▶ **Written instruction**
Show each line of the rows below that contains the string "blue", copying the line whole. Match case exactly.

--- --- ---

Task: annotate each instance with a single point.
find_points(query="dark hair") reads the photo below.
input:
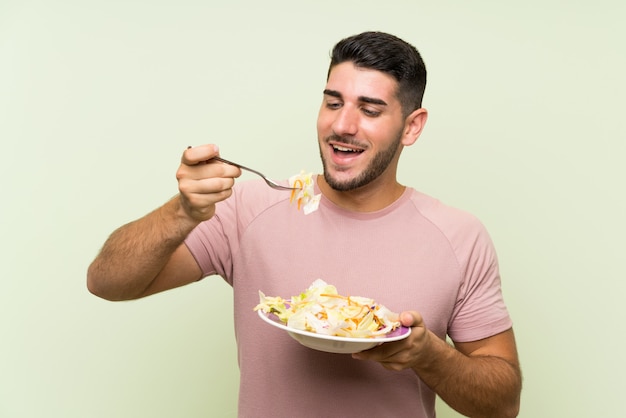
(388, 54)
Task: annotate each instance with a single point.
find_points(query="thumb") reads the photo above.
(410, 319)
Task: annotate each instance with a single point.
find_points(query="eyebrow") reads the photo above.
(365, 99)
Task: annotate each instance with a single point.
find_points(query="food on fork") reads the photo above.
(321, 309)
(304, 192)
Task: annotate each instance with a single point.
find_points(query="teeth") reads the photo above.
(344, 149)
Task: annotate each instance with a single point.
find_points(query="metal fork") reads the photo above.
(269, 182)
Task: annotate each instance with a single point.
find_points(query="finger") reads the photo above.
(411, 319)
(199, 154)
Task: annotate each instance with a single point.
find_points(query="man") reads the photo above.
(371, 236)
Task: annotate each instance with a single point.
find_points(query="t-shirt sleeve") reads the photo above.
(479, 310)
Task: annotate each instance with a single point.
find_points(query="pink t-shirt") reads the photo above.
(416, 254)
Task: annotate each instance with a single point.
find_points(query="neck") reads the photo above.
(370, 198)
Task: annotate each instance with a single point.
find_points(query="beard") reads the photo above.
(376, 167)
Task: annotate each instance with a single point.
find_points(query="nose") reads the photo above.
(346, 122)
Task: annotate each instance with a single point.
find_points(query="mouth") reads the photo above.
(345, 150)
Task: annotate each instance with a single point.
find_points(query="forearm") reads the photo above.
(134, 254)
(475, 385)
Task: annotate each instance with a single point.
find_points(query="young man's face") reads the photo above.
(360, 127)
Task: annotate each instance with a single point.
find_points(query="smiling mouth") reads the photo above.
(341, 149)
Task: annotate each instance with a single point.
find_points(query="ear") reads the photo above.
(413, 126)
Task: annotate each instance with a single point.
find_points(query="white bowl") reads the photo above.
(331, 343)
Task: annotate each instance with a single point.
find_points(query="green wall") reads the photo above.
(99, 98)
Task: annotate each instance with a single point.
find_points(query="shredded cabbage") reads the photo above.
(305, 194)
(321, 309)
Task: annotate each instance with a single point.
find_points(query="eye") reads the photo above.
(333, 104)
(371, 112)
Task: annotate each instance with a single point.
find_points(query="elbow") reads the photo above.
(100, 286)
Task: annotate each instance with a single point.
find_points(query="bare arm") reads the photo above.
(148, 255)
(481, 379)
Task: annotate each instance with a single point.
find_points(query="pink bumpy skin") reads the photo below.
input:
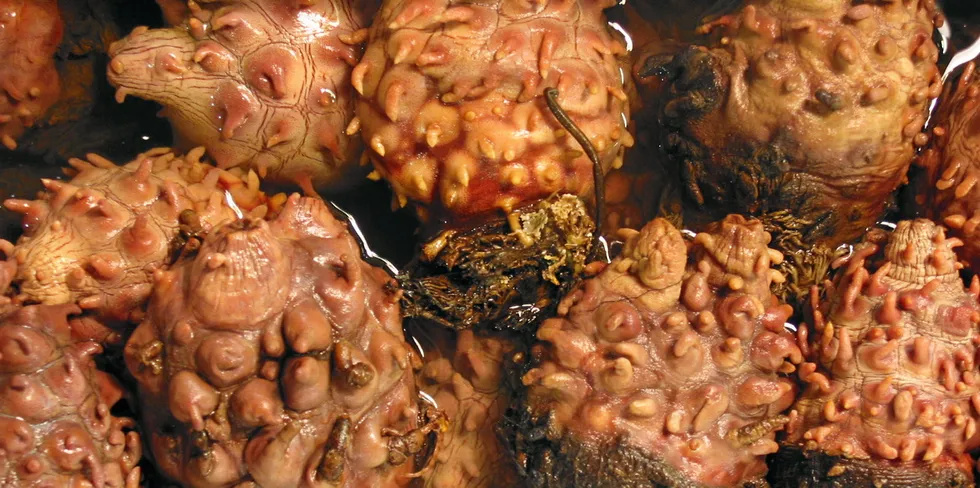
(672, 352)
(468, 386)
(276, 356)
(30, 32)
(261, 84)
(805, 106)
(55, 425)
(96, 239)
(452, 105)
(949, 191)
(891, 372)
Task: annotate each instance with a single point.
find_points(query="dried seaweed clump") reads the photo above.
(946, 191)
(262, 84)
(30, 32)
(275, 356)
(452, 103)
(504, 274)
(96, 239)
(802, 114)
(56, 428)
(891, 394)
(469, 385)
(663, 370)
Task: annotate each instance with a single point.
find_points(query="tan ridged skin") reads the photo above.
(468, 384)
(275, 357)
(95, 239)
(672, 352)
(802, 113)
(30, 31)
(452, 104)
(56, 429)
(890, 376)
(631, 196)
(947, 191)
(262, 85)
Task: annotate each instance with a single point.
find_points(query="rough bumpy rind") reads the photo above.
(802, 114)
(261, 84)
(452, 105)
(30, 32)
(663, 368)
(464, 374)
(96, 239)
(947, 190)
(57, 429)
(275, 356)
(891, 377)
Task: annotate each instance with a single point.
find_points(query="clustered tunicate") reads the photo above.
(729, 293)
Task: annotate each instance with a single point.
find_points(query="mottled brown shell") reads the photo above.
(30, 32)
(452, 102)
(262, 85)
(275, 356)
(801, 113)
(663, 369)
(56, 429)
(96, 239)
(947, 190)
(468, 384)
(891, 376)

--- --- ---

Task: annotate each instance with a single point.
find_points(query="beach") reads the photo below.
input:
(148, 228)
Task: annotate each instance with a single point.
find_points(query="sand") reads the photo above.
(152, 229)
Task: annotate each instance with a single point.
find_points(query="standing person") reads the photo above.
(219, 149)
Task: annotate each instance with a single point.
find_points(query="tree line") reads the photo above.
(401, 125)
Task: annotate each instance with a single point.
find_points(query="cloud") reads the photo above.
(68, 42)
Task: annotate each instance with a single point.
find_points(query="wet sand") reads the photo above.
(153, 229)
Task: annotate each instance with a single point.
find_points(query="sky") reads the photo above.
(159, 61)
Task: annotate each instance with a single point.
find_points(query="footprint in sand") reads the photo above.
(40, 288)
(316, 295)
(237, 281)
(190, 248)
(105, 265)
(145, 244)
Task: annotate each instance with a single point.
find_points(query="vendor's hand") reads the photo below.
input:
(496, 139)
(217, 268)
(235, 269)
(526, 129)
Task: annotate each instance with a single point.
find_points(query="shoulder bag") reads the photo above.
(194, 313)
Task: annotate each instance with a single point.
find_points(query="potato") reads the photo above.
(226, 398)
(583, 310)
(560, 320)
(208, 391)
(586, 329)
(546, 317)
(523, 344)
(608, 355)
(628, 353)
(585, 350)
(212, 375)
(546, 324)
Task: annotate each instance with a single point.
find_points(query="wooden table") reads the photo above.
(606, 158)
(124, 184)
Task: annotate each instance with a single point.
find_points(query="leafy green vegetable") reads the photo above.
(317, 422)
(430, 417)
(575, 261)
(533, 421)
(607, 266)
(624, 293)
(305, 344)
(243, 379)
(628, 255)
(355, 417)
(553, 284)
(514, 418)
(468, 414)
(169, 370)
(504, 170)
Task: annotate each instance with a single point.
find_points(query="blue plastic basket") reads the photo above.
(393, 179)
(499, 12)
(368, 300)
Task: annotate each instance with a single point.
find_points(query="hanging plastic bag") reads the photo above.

--- --- ---

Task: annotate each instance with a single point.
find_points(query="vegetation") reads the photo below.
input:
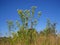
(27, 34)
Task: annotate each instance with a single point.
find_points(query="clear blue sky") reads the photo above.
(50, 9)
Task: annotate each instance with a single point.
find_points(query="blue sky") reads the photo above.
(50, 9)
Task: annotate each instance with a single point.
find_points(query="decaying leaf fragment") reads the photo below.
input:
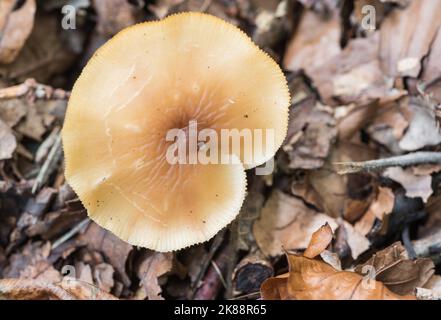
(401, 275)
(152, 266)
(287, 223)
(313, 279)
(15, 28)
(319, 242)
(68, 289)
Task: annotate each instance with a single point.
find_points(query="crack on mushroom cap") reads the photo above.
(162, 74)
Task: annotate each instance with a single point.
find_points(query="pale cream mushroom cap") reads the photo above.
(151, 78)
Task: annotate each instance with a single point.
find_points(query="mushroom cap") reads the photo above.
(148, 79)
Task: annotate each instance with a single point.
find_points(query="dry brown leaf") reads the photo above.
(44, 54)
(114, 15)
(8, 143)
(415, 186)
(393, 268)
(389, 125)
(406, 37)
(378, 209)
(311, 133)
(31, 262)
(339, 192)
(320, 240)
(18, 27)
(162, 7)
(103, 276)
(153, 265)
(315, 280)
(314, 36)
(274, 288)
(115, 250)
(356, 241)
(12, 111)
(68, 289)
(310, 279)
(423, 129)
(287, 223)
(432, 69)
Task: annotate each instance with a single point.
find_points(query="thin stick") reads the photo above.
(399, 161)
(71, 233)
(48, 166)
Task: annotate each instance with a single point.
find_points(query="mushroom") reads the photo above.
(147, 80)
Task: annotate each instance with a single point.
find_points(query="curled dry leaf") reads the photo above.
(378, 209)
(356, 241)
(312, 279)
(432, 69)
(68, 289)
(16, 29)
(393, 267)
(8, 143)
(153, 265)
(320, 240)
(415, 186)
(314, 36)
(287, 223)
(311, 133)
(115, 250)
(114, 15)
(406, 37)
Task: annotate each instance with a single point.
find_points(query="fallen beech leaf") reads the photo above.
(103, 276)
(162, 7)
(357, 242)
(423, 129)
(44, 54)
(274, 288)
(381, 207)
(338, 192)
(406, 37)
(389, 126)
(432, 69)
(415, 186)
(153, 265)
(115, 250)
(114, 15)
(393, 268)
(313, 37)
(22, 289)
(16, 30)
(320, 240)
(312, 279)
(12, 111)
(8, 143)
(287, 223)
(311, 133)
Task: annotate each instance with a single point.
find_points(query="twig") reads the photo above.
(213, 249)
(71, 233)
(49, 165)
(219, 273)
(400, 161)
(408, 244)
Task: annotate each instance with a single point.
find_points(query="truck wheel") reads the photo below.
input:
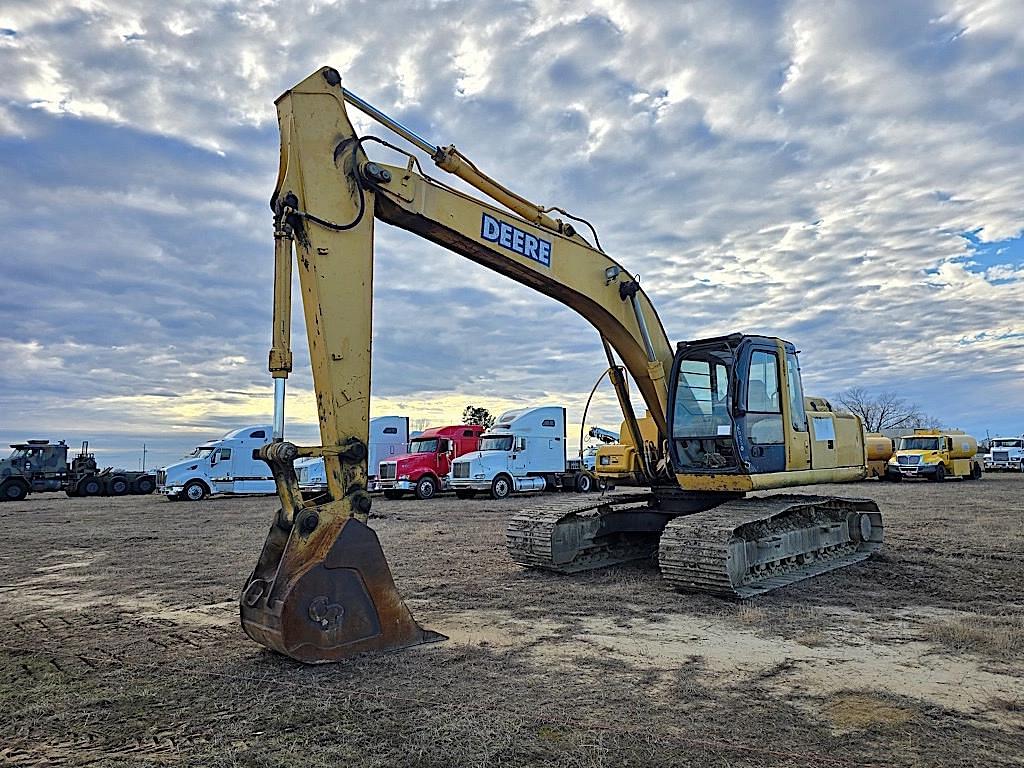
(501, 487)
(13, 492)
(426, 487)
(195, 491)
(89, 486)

--- --- ---

▶ **Result for this task**
find_points(query="blue plastic basket") reads the photo above.
find_points(query="clear blue sky") reads the photo above.
find_points(query="blue sky") reads the photo above.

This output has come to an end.